September 2009 - Posts

Exploring StreamInsight's adapter model

Adapters are a fundamental component of Complex Event Processing (CEP) applications. In a nutshell, adapters provide the interfaces that abstracts how events are produced or consumed by the CEP infrastructure. Most CEP frameworks leverage the concept of an adapter as the fundamental mechanism for interacting with heterogeneous systems. Following the same principles, Microsoft's StreamInsight uses adapters to model the flow of events in or out of the CEP host. Furthermore, StreamInsight enables a flexible programming model that allows developers to extend the core infrastructure by implementing custom adapters. From a programming model standpoint, StreamInsight classifies adapters based on the direction of event flow and on the event model used.

An StreamInsight adapter can be classified as input or output depending on whether events flow in or out of the hosting application. An input adapters accepts a set of events from data source on its native format, translate them and flow them into a StreamInsight application. Similarly, an output adapter receives events from an StreamInsight applications, translate them into its native format and send them to the target application.

In addition to the directionality of events, StreamInsight adapters can also be classified based on the event model they support. In that regard, StreamInsight supports three types of adapters: interval, point and edge.

  • The point model is used to indicate when the event is valid for a single instant of time. Examples are the arrival of an e-mail, a meter reading, a user Web click, a stock tick, or an entry into the Windows Event Log.
  • The interval model is used to indicate when an event is valid for a given period of time and both the start time and end time of the interval can be provided in the event type at the time of enqueueing the event into the server. Examples include the width of an electronic pulse or the duration of (validity of) an auction bid.
  • The edge model is used to indicate when the event is valid for a given interval of time; however, only the start time is known when it is enqueued into to the CEP server. The end time of the event is provided at a later time. Examples are Windows processes, trace events from Event Tracing for Windows (ETW), a Web user session, or quantization of an analog signal.

Another important characteristic of a StreamInsight adapter is the type of data it can process. Some adapter process that can be model by strongly typed .NET classes while other adapters require the ability to process heterogeneous event payloads. StreamInsight classifies the adapter as typed or untyped based on whether the event types are well-known and strongly defined at design time or generated dynamically at runtime.

Based on the event kind and model, StreamInsight abstracts adapters using a series of based classes as illustrated in the following table.

 

Adapter type

 

 

Input adapter base class

 

 

Output adapter base class

 

 

Typed point

 

 

TypedPointInputAdapter

 

 

TypedPointOutputAdapter

 

 

Untyped point

 

 

PointInputAdapter

 

 

PointOutputAdapter

 

 

Typed interval

 

 

TypedIntervalInputAdapter

 

 

TypedIntervalOutputAdapter

 

 

Untyped interval

 

 

IntervalInputAdapter

 

 

IntervalOutputAdapter

 

 

Typed edge

 

 

TypedEdgeInputAdapter

 

 

TypedEdgeOutputAdapter

 

 

Untyped edge

 

 

EdgeInputAdapter

 

 

EdgeOutputAdapter

 

 

Given the long running nature of most CEP application, input and output adapters go through different stages that represent their ability of producing or consuming events respectively. For instance, while an adapter is actively producing events its state can be set to "running". However, that state can be reset "suspended" when to indicate that there are no events immediately available in the source system.

StreamInsight models the lifecycle of an adapter using a sophisticated but flexible state machine illustrated in the following figure.

INSTRUCTION 1 —
Please copy out the entries below, starting at their first line and stopping after the line that contains "positive clicks: (342, 287)", with both ends included. Leave out the pictures.
The text above has no connection to the entries that follow it.

RECORDS SHOWN —
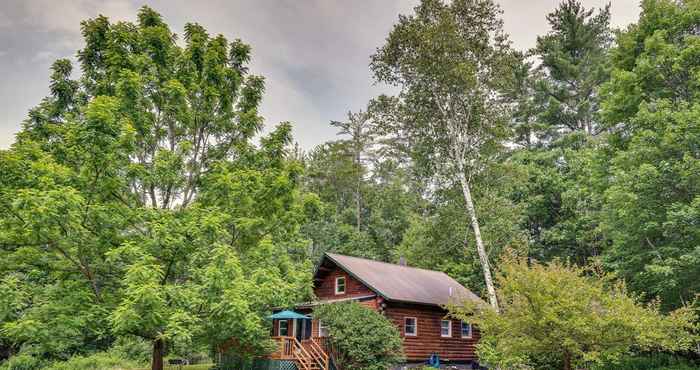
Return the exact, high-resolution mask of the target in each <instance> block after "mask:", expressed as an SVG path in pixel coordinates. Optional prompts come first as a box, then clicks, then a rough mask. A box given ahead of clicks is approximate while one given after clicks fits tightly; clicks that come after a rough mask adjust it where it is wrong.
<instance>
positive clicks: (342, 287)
mask: <svg viewBox="0 0 700 370" xmlns="http://www.w3.org/2000/svg"><path fill="white" fill-rule="evenodd" d="M335 294H345V277H344V276H338V277H337V278H335Z"/></svg>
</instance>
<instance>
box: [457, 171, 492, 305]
mask: <svg viewBox="0 0 700 370" xmlns="http://www.w3.org/2000/svg"><path fill="white" fill-rule="evenodd" d="M459 167H460V170H459V181H460V183H461V184H462V192H463V193H464V203H465V204H466V206H467V213H468V214H469V219H470V221H471V224H472V229H473V230H474V239H475V240H476V251H477V253H478V254H479V261H480V262H481V268H482V270H483V271H484V281H485V282H486V290H487V292H488V295H489V303H490V304H491V306H492V307H493V308H494V309H495V310H496V312H500V309H499V307H498V298H497V297H496V288H495V287H494V285H493V278H492V277H491V265H490V264H489V257H488V255H487V254H486V248H484V242H483V240H482V239H481V229H480V228H479V220H478V219H477V217H476V209H475V208H474V201H473V200H472V192H471V189H470V188H469V181H467V177H466V176H465V175H464V169H463V168H462V167H463V166H461V165H460V166H459Z"/></svg>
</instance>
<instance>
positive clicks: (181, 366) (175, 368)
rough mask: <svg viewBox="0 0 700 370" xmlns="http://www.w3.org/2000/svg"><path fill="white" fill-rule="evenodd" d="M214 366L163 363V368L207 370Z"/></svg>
mask: <svg viewBox="0 0 700 370" xmlns="http://www.w3.org/2000/svg"><path fill="white" fill-rule="evenodd" d="M212 366H214V364H202V365H183V366H178V365H165V370H180V369H182V370H209V369H211V367H212ZM134 370H151V368H150V367H143V368H140V369H134Z"/></svg>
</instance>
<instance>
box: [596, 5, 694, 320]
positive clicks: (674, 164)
mask: <svg viewBox="0 0 700 370" xmlns="http://www.w3.org/2000/svg"><path fill="white" fill-rule="evenodd" d="M698 22H700V3H698V2H696V1H683V2H676V1H644V2H643V3H642V14H641V16H640V19H639V22H638V23H637V24H634V25H631V26H629V27H628V28H627V30H626V31H625V32H623V33H621V34H620V35H619V37H618V46H617V48H616V49H614V50H613V53H612V66H613V70H612V78H611V80H610V82H609V83H608V84H607V85H606V86H605V89H604V92H605V100H604V101H603V104H602V105H603V111H602V116H603V117H604V119H605V121H604V122H605V124H606V126H607V127H608V129H609V130H610V131H611V134H610V135H609V138H608V140H607V141H606V143H605V145H603V146H602V147H601V148H600V152H601V154H602V155H604V157H603V158H602V159H601V160H600V161H598V163H599V165H598V167H599V168H600V169H601V170H600V171H599V176H598V177H599V179H600V180H599V181H600V183H601V184H602V186H601V188H602V189H604V190H603V191H604V193H603V194H604V204H603V209H604V213H603V215H602V217H601V218H602V221H601V226H600V227H601V230H603V231H604V232H605V233H606V234H607V235H608V237H609V238H610V243H611V247H610V248H609V250H608V253H606V254H605V262H606V264H607V266H608V267H609V268H610V269H611V270H613V271H616V272H617V273H618V274H619V275H620V276H622V277H624V278H625V279H626V280H627V281H628V282H629V283H630V286H631V287H632V288H633V289H634V290H635V291H638V292H643V293H645V294H646V295H647V297H648V298H650V299H651V298H654V297H656V296H660V297H661V298H662V299H663V301H664V304H666V305H668V308H671V307H679V306H682V305H684V304H687V303H688V302H690V301H692V300H693V299H694V296H695V295H696V294H697V292H698V291H699V290H700V285H698V284H699V282H700V263H699V262H700V251H699V250H698V248H697V246H698V245H699V244H700V227H699V226H698V223H697V220H698V215H700V187H699V186H698V185H699V184H700V181H699V180H700V178H699V177H698V176H699V175H700V153H699V152H698V146H699V145H700V124H699V123H698V122H700V121H699V120H698V117H699V116H698V114H700V106H698V104H697V97H698V94H700V89H699V87H700V86H699V85H698V83H697V79H696V78H695V77H693V76H696V75H697V73H698V72H699V71H700V62H699V61H700V51H699V50H700V49H698V45H700V36H698V32H697V24H698Z"/></svg>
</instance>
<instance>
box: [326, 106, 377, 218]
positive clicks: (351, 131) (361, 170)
mask: <svg viewBox="0 0 700 370" xmlns="http://www.w3.org/2000/svg"><path fill="white" fill-rule="evenodd" d="M331 125H332V126H335V127H337V128H338V129H339V131H338V135H348V136H349V138H348V139H345V140H341V141H339V142H338V143H339V144H340V145H342V146H343V147H344V148H345V151H346V152H347V155H349V156H351V158H352V164H353V177H355V216H356V226H357V231H358V232H359V231H360V230H361V227H362V184H363V180H364V177H365V166H364V165H363V162H364V161H365V160H366V158H365V155H368V154H369V153H368V152H369V151H370V150H371V148H372V145H373V144H374V140H375V135H374V133H373V131H372V126H371V123H370V117H369V114H368V113H367V112H362V111H359V112H356V113H352V112H348V120H347V121H345V122H341V121H331Z"/></svg>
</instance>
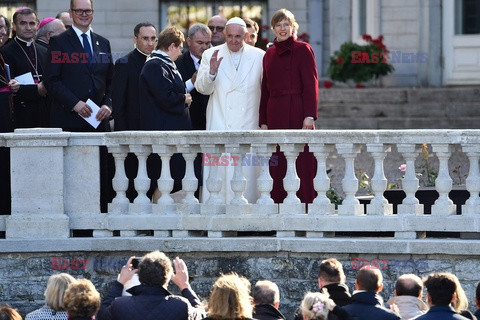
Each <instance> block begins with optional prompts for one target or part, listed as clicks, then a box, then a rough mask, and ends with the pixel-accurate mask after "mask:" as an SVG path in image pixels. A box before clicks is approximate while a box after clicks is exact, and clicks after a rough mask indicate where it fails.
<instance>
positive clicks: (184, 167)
mask: <svg viewBox="0 0 480 320" xmlns="http://www.w3.org/2000/svg"><path fill="white" fill-rule="evenodd" d="M94 13H95V10H94V6H93V0H70V8H69V10H68V11H65V12H61V13H59V14H58V15H57V17H46V18H44V19H42V20H40V19H39V17H38V15H37V13H36V12H35V10H33V9H32V8H28V7H21V8H19V9H18V10H16V11H15V13H14V15H13V18H12V21H11V23H10V21H9V19H8V18H7V17H5V16H1V15H0V68H1V70H0V102H1V108H0V109H1V110H0V112H1V116H0V130H1V131H0V132H10V131H12V130H13V129H16V128H33V127H55V128H62V129H63V130H64V131H71V132H105V131H110V130H112V128H113V130H116V131H124V130H159V131H164V130H167V131H168V130H220V131H228V130H257V129H258V130H260V129H308V130H311V129H314V121H315V119H316V118H317V103H318V74H317V68H316V65H315V57H314V53H313V50H312V48H311V47H310V45H308V44H307V43H305V42H301V41H297V38H296V31H297V30H298V23H297V22H296V21H295V17H294V15H293V14H292V13H291V12H290V11H288V10H286V9H279V10H278V11H277V12H275V13H274V15H273V16H272V20H271V28H272V31H273V32H274V34H275V41H274V42H273V43H272V45H271V46H270V47H269V48H268V49H267V51H266V52H265V51H263V50H261V49H259V48H257V47H255V44H256V42H257V39H258V32H259V26H258V24H257V23H256V22H255V21H253V20H252V19H249V18H239V17H233V18H231V19H227V18H225V17H223V16H220V15H216V16H213V17H211V18H210V19H209V21H208V23H207V24H203V23H194V24H192V25H191V26H189V29H188V32H187V33H186V34H185V35H184V34H183V33H182V32H181V31H180V30H179V29H178V28H176V27H175V26H168V27H166V28H164V29H163V30H162V31H160V32H158V31H157V28H156V27H155V26H154V25H153V24H151V23H149V22H142V23H139V24H137V25H136V26H135V27H134V28H133V42H134V49H133V50H132V51H131V52H129V53H128V54H126V55H124V56H122V57H121V58H119V59H117V60H116V61H115V62H114V61H113V56H112V52H111V47H110V42H109V40H108V39H106V38H105V37H103V36H101V35H99V34H98V33H96V32H94V31H93V29H92V27H91V25H92V22H93V19H94ZM10 26H11V27H12V28H11V29H12V30H10ZM185 42H186V44H187V45H188V49H185V50H184V43H185ZM111 120H113V121H111ZM1 152H2V154H1V155H0V156H1V157H2V161H3V160H5V161H8V159H7V158H8V154H7V152H8V151H4V150H2V151H1ZM277 157H278V159H277ZM160 161H161V160H160V158H159V157H158V155H156V154H152V155H151V156H150V157H149V159H148V163H147V166H148V175H149V177H150V178H151V181H152V183H151V187H150V190H149V191H148V193H147V195H148V196H149V197H150V198H151V199H152V200H153V201H155V193H156V192H158V189H157V179H158V178H159V176H160V174H161V172H160V168H161V164H160ZM125 164H126V165H125V167H126V174H127V177H128V178H129V179H130V186H129V189H128V190H127V196H128V198H129V200H130V201H133V200H134V199H135V197H136V196H137V193H136V191H135V188H134V183H133V180H134V178H135V177H136V174H137V170H138V161H137V159H136V157H135V156H134V155H133V154H129V156H128V157H127V159H126V162H125ZM112 166H113V159H112V158H111V156H110V155H108V154H107V152H106V149H105V148H101V153H100V170H101V173H100V180H101V190H102V193H101V203H102V208H103V207H106V204H107V203H108V202H109V201H111V199H112V198H113V195H114V192H113V189H112V186H111V181H110V180H111V177H112V171H113V170H112V168H111V167H112ZM315 166H316V162H315V161H314V157H313V154H312V153H310V152H309V151H308V146H305V149H304V150H303V152H302V153H301V155H300V157H299V159H298V161H297V171H298V174H299V176H300V179H301V183H300V185H299V191H298V193H297V195H298V197H299V198H300V199H301V201H302V202H305V203H309V202H312V200H313V198H314V196H315V191H314V188H313V177H314V173H315V171H316V168H315ZM233 169H234V168H232V166H228V167H227V168H219V172H218V173H217V174H218V176H219V178H220V180H221V181H222V184H223V187H222V191H221V196H222V197H223V198H224V199H225V201H226V202H227V203H228V202H229V201H230V200H231V199H232V198H233V195H234V194H233V191H232V190H231V188H230V186H229V185H228V181H230V180H231V178H232V176H233V171H234V170H233ZM1 170H2V173H1V175H2V177H3V176H4V175H5V176H6V175H8V172H7V171H8V166H2V169H1ZM270 170H271V175H272V177H273V180H274V185H273V191H272V198H273V199H274V201H275V202H277V203H281V202H283V200H284V199H285V197H286V192H285V190H284V188H283V177H284V176H285V173H286V159H285V157H284V156H283V153H282V152H281V150H280V149H279V148H277V153H276V155H275V162H274V163H271V164H270ZM3 171H5V172H3ZM184 174H185V161H184V159H183V157H181V155H174V156H173V157H172V160H171V175H172V178H173V179H174V186H173V188H172V192H176V191H178V190H181V188H182V185H181V180H182V178H183V176H184ZM195 174H196V176H197V178H198V180H199V190H198V191H197V193H196V196H197V198H199V199H200V200H202V201H203V202H205V201H206V200H207V199H208V197H209V193H208V190H207V189H206V188H203V189H202V190H200V189H201V186H202V185H204V184H205V180H206V179H207V177H208V166H204V167H203V168H202V166H201V159H200V155H199V157H198V158H197V159H196V160H195ZM258 174H259V168H256V167H255V166H249V167H245V168H244V175H245V177H246V178H247V185H246V190H245V197H246V198H247V200H248V201H249V202H250V203H254V202H255V201H256V200H257V199H258V196H259V194H258V191H257V189H256V177H257V176H258ZM2 181H4V182H3V183H5V188H7V190H8V187H9V181H8V177H5V179H2ZM7 198H8V197H6V198H5V199H3V198H2V199H1V203H0V210H1V211H8V210H6V208H7V207H8V205H9V199H7ZM102 211H104V210H103V209H102Z"/></svg>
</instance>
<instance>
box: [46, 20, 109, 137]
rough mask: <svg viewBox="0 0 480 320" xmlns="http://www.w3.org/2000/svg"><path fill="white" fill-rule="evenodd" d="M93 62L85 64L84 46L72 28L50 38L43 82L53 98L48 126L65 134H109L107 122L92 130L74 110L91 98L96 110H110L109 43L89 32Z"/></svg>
mask: <svg viewBox="0 0 480 320" xmlns="http://www.w3.org/2000/svg"><path fill="white" fill-rule="evenodd" d="M90 35H91V40H92V44H93V48H92V49H93V51H94V53H93V61H92V63H91V64H89V63H88V61H87V59H86V58H85V56H84V54H85V51H84V49H83V45H82V43H81V42H80V39H79V38H78V36H77V34H76V33H75V31H74V29H73V28H70V29H68V30H66V31H65V32H62V33H61V34H59V35H58V36H54V37H52V38H51V39H50V43H49V44H50V49H49V50H48V54H47V56H48V62H47V65H46V70H45V80H46V84H47V88H48V92H49V94H50V95H51V96H52V100H53V101H52V108H51V125H52V127H54V128H63V129H64V130H66V131H80V132H85V131H86V132H89V131H110V130H109V123H108V119H104V120H103V121H102V123H101V124H100V125H99V126H98V128H97V129H96V130H95V129H94V128H93V127H92V126H91V125H90V124H88V123H87V122H86V121H85V120H84V119H82V117H81V116H80V115H79V114H78V113H77V112H75V111H73V107H75V105H76V104H77V103H78V102H79V101H80V100H81V101H84V102H87V100H88V99H91V100H92V101H93V102H95V103H96V104H97V105H98V106H99V107H101V106H102V105H106V106H108V107H112V99H111V83H112V77H113V61H112V55H111V49H110V42H109V41H108V40H107V39H105V38H104V37H102V36H100V35H98V34H96V33H94V32H91V33H90Z"/></svg>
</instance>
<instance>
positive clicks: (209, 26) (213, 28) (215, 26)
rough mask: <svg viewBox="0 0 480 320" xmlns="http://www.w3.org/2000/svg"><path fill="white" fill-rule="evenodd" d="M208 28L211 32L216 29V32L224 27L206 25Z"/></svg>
mask: <svg viewBox="0 0 480 320" xmlns="http://www.w3.org/2000/svg"><path fill="white" fill-rule="evenodd" d="M208 28H209V29H210V30H211V31H212V32H215V30H217V32H222V31H223V30H224V29H225V27H219V26H208Z"/></svg>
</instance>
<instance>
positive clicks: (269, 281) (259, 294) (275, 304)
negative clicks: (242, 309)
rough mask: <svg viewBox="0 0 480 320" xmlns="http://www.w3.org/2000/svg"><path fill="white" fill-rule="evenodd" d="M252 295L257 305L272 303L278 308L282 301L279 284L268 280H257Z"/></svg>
mask: <svg viewBox="0 0 480 320" xmlns="http://www.w3.org/2000/svg"><path fill="white" fill-rule="evenodd" d="M252 297H253V303H254V304H255V305H260V304H271V305H272V306H274V307H275V308H278V305H279V303H280V291H279V290H278V286H277V285H276V284H275V283H273V282H272V281H268V280H261V281H257V283H256V284H255V286H254V287H253V292H252Z"/></svg>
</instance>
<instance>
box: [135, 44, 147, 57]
mask: <svg viewBox="0 0 480 320" xmlns="http://www.w3.org/2000/svg"><path fill="white" fill-rule="evenodd" d="M135 49H137V51H138V52H140V53H141V54H143V55H144V56H145V57H147V58H148V57H150V55H149V54H146V53H145V52H143V51H141V50H140V49H138V48H137V47H135Z"/></svg>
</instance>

INSTRUCTION 2 —
According to the text on StreamInsight's adapter model, which three event models do StreamInsight adapters support?

TASK SOLUTION 1 —
Return the exact, high-resolution mask of the target in each <instance> block after "mask:", expressed as an SVG path in pixel coordinates. Optional prompts come first as a box, then clicks, then a rough mask. A box given ahead of clicks is approximate while one given after clicks fits tightly; clicks that come after a rough mask adjust it where it is wrong.
<instance>
positive clicks: (342, 287)

TASK SOLUTION 2 —
Interval, point and edge.